BEGIN DOCUMENT EXTRACT
9. It was not the first time that the deceased had told his wife he wanted to hang himself or kill himself. He had said it on occasions in the past. Ms Lynch told the inquest that he would say it “when he was like, when he was drunk. But he wouldn’t say it when he was sober, just when he was drunk and he was smoking.” At the point at which the deceased threatened to take his own life, Christine had already retreated back into the locked safety of the “safe room”. From that place she listened to his movement about the house and his ranting about people not liking him and other personal matters including the constant threats that he would kill himself. That behaviour continued for some time. Then the deceased went very quiet. Ms Lynch told police that at that point, “I knew something was wrong because usually just he’s, you know, more of an angry type when he gets drunk. He just used to yell.” At that point, Ms Lynch rang the police. At the time she made the telephone call she believed that the deceased had a knife, although she had not actually seen it. She concluded he had a knife because he was saying, “I’ve got a knife, I’m going to kill myself.”
10. Another witness, Nicholas James Lynch, who also resided at 12 Marshall Court, Malak, had been woken by the deceased raising his voice in the house. There was pandemonium and Nicholas remained awake although he tried to go back to sleep. Nicholas told police in his statement (Folio 4 exhibit 1), “then it was quiet for a little while and that’s when I heard that knife sharpening.” He remained in bed until the police arrived.
END DOCUMENT EXTRACT
BEGIN PROVIDED INFORMATION
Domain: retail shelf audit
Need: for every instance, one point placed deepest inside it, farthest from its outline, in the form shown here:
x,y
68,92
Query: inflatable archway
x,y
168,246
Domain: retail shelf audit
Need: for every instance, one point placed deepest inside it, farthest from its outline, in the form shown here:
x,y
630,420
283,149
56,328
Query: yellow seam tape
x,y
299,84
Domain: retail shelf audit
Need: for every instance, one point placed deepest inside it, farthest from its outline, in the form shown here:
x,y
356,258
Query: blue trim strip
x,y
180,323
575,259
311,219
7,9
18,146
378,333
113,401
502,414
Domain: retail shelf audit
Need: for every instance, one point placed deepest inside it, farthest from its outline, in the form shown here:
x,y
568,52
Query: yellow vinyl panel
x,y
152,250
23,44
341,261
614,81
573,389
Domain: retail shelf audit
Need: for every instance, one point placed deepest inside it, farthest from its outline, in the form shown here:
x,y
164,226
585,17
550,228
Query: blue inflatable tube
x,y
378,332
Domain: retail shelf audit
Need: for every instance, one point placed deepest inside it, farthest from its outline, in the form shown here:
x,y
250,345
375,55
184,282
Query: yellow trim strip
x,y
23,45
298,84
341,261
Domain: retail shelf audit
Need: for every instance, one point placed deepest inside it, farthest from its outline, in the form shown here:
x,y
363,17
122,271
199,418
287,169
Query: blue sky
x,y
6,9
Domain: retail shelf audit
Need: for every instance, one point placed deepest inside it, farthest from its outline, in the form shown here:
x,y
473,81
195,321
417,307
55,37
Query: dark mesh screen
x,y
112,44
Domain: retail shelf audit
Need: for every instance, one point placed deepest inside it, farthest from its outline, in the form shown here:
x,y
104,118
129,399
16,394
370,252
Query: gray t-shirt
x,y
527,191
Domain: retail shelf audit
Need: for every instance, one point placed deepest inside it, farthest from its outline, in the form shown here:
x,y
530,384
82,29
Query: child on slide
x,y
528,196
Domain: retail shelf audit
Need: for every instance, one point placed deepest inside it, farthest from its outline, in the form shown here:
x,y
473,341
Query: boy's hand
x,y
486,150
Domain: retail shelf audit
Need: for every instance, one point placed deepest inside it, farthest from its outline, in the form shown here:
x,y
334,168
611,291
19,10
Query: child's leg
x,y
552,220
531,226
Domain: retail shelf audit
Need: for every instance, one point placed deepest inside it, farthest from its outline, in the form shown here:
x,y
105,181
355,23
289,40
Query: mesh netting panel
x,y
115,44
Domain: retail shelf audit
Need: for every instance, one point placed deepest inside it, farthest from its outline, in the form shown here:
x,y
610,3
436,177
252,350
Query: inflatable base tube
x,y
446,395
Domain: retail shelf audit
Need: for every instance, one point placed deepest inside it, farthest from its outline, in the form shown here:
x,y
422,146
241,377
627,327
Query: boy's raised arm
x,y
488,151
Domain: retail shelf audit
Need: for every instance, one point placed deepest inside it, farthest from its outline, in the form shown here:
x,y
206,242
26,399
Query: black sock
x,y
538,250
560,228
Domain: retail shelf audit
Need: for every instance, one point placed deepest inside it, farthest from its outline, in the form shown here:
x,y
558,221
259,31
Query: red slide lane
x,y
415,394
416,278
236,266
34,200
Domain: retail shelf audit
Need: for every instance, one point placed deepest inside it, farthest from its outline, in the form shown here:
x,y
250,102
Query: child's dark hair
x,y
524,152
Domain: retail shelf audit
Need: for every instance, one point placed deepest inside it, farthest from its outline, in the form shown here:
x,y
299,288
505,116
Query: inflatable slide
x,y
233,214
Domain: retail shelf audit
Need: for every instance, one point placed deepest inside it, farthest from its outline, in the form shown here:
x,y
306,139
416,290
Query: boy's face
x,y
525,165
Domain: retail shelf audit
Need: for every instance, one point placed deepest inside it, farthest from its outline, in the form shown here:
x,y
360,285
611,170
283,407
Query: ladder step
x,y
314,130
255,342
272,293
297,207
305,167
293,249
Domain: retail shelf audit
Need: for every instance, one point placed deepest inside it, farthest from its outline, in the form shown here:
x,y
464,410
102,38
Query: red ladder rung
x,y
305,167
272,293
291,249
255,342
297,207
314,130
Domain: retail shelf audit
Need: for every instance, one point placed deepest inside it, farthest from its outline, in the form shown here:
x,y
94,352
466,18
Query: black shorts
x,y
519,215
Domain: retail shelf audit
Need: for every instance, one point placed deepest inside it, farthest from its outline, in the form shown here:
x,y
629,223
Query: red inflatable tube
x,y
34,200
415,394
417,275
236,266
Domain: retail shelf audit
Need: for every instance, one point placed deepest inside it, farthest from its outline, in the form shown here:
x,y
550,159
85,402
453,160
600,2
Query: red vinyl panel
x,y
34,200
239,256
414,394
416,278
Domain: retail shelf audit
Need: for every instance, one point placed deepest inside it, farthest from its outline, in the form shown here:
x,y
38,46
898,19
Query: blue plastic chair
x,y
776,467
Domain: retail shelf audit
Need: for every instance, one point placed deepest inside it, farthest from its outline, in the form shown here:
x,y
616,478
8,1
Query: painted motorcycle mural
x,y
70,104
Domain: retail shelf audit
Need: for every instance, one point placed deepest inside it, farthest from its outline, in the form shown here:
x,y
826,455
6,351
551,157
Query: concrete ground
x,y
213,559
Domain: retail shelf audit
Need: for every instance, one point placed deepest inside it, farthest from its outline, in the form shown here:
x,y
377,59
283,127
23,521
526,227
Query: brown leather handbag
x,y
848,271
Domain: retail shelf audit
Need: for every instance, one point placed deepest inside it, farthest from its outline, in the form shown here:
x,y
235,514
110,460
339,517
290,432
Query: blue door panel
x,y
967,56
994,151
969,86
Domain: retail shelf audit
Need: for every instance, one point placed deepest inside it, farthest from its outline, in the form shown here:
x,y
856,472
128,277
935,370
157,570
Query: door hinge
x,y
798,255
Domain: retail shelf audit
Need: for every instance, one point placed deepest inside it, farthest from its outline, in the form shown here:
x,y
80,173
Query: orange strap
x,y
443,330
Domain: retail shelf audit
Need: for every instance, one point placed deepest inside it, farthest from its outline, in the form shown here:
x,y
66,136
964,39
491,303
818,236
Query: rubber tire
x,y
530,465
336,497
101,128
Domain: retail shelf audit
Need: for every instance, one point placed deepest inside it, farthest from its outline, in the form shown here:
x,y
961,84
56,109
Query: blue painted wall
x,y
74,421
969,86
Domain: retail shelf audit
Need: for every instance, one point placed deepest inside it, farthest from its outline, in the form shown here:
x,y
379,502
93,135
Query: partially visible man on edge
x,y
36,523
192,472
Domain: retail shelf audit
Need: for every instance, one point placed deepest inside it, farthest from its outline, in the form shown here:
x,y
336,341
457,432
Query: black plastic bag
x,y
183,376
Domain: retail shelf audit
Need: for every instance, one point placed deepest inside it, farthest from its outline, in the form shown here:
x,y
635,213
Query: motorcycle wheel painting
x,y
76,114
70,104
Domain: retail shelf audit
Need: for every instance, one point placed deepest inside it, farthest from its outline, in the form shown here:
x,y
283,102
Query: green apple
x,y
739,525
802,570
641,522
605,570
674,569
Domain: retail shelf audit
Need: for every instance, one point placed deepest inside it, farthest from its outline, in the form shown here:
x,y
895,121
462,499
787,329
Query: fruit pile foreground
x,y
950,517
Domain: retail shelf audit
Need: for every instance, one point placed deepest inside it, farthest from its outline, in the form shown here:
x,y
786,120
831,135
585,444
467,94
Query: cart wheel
END PROVIDED INFORMATION
> TASK PROMPT
Reproduce the passage of the inquest findings starting with "10. Another witness, Nicholas" and going on through "the police arrived.", with "knife sharpening" replaced by "blade sharpening".

> OUTPUT OF THE EXERCISE
10. Another witness, Nicholas James Lynch, who also resided at 12 Marshall Court, Malak, had been woken by the deceased raising his voice in the house. There was pandemonium and Nicholas remained awake although he tried to go back to sleep. Nicholas told police in his statement (Folio 4 exhibit 1), “then it was quiet for a little while and that’s when I heard that blade sharpening.” He remained in bed until the police arrived.